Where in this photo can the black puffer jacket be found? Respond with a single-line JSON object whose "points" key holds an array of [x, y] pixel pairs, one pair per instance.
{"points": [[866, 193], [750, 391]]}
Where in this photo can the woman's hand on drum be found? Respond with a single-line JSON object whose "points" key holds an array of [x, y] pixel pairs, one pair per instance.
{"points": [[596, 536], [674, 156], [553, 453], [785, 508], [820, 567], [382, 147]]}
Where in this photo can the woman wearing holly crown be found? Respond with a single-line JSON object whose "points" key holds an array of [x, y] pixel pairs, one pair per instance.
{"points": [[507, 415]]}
§
* _DIRECTIVE_
Reproduce the material above in full, switching each occurrence of "photo" to "image" and leaving all other text unchanged.

* _ANSWER TO THIS EXERCISE_
Where in this image can the black puffer jacket be found? Respond with a single-line JSON object whose "points" key holds an array of [x, y] pixel pairs, one pair per instance.
{"points": [[866, 193], [750, 391]]}
Where in this image can the woman's hand on drum be found? Respond with a single-line JSON object whose "points" key holds an array of [x, y] pixel pairs, one pair per instance.
{"points": [[596, 536], [674, 156], [553, 453], [785, 508], [820, 567], [382, 147]]}
Where in this image can the woman wearing holly crown be found? Respond with a single-line JSON object whose "points" key holds an array of [x, y] pixel pairs, one pair per instance.
{"points": [[507, 415]]}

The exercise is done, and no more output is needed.